---- Trecho da página

Empreendimentos voltados para o programa Minha Casa, Minha Vida têm condições de atender a certificação AQUA?
Hoje temos um empreendimento em São Paulo que já se certificou na fase programa habitacional para faixa de três a dez salários mínimos. É perfeitamente viável.

Em termos de empreendimentos sustentáveis, como o Brasil se posiciona no mundo?
França, Alemanha, Inglaterra, Estados Unidos, Japão e Austrália têm mais porque eles começaram antes. Eu visitei a Austrália em 1994 e eles já estavam fazendo. Na França, o nosso parceiro habitacional Cercol começou em 1992. Os americanos e os alemães começaram em 1990. Mas o Brasil está com um desenvolvimento rápido. Hoje, aliás, o país já tem mais empreendimentos com certificação AQUA do que LEED. São 29 edifícios certificados e um conjunto de 80 casas.

Entrevistado
Professor Manuel Carlos Reis Martins, coordenador executivo do Processo AQUA da Fundação Vanzolini.
Currículo

– Coordenador Executivo da Certificação da Construção Sustentável (Processo AQUA)

--------
---- Dados fornecidos

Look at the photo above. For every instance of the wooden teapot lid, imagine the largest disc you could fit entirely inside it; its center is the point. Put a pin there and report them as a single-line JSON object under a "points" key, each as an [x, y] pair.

--------

## Suas tarefas
(1) Por favor, transcreva do trecho da página a passagem que começa em "França, Alemanha, Inglaterra, Estados" e segue até "de 80 casas.".
(2) Liste os países que, segundo o trecho da página, têm mais empreendimentos sustentáveis que o Brasil por terem começado antes.
Não é preciso consultar o material.

## Respostas em ordem
(1)
França, Alemanha, Inglaterra, Estados Unidos, Japão e Austrália têm mais porque eles começaram antes. Eu visitei a Austrália em 1994 e eles já estavam fazendo. Na França, o nosso parceiro habitacional Cercol começou em 1992. Os americanos e os alemães começaram em 1990. Mas o Brasil está com um desenvolvimento rápido. Hoje, aliás, o país já tem mais empreendimentos com certificação AQUA do que LEED. São 29 edifícios certificados e um conjunto de 80 casas.

(2) França, Alemanha, Inglaterra, Estados Unidos, Japão e Austrália.